--- begin RECORDS FOR PROCESSING ---

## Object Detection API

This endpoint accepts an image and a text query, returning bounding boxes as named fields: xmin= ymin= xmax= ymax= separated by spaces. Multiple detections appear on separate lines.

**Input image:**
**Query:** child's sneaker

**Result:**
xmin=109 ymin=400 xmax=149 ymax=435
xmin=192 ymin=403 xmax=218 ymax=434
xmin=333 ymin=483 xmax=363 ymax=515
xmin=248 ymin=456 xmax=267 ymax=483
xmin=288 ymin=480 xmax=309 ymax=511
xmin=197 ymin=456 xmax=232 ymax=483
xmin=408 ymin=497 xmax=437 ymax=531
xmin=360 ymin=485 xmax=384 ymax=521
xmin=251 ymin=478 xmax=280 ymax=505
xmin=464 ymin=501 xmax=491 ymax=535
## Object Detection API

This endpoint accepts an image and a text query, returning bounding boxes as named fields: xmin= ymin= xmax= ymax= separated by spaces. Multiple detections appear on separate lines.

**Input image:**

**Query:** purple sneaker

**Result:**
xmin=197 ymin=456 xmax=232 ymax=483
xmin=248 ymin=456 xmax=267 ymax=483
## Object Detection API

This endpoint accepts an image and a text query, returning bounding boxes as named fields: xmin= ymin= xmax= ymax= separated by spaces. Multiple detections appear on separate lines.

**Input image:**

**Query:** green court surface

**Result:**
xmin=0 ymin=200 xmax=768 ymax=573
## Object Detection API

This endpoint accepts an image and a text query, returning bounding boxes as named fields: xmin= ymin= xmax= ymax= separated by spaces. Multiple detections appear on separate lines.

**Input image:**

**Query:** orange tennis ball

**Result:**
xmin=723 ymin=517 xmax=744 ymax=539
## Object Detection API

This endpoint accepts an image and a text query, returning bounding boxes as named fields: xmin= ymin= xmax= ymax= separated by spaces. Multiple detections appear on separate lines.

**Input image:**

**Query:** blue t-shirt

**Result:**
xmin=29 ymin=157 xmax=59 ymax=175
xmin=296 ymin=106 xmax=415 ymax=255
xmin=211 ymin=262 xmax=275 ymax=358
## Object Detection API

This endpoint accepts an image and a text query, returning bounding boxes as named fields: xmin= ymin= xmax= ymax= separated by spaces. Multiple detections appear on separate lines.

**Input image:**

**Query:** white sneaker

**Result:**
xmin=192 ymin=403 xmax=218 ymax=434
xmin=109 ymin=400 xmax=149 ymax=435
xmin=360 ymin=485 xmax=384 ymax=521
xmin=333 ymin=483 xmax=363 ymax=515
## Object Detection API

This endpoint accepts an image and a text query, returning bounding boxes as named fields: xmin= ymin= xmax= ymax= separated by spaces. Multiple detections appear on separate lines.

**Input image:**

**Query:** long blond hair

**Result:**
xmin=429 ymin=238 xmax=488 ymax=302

--- end RECORDS FOR PROCESSING ---

Copy word for word the lines from the start of the records through the line holding "xmin=723 ymin=517 xmax=744 ymax=539", with both ends included.

## Object Detection API

This endpoint accepts an image and a text query, returning bounding boxes as named fields: xmin= ymin= xmax= ymax= separated by spaces. Multiple detections appear on separate lines.

**Input image:**
**Query:** child's sneaker

**Result:**
xmin=109 ymin=400 xmax=149 ymax=435
xmin=192 ymin=403 xmax=218 ymax=434
xmin=333 ymin=483 xmax=363 ymax=515
xmin=248 ymin=456 xmax=267 ymax=483
xmin=288 ymin=480 xmax=309 ymax=511
xmin=197 ymin=456 xmax=232 ymax=483
xmin=408 ymin=497 xmax=437 ymax=531
xmin=360 ymin=485 xmax=384 ymax=521
xmin=251 ymin=478 xmax=280 ymax=505
xmin=464 ymin=501 xmax=491 ymax=535
## Object Detection API

This endpoint accepts an image and a text query, returning bounding boxes as named fields: xmin= ymin= xmax= ymax= separated by spaces. Multiple detections appear on separate lines.

**Input image:**

**Query:** purple sneaker

**Result:**
xmin=197 ymin=456 xmax=232 ymax=483
xmin=248 ymin=456 xmax=267 ymax=483
## Object Detection API

This endpoint accepts an image and a text query, returning bounding boxes as named fields: xmin= ymin= xmax= ymax= separated by spaces. Multiple detections appear on separate lines.

**Input image:**

**Query:** green court surface

**Result:**
xmin=0 ymin=200 xmax=768 ymax=573
## Object Detection API

This endpoint accepts an image and a text query, returning bounding boxes as named fields: xmin= ymin= xmax= ymax= separated by spaces. Multiple detections appear on separate lines.

**Input image:**

**Query:** orange tennis ball

**Result:**
xmin=723 ymin=517 xmax=744 ymax=539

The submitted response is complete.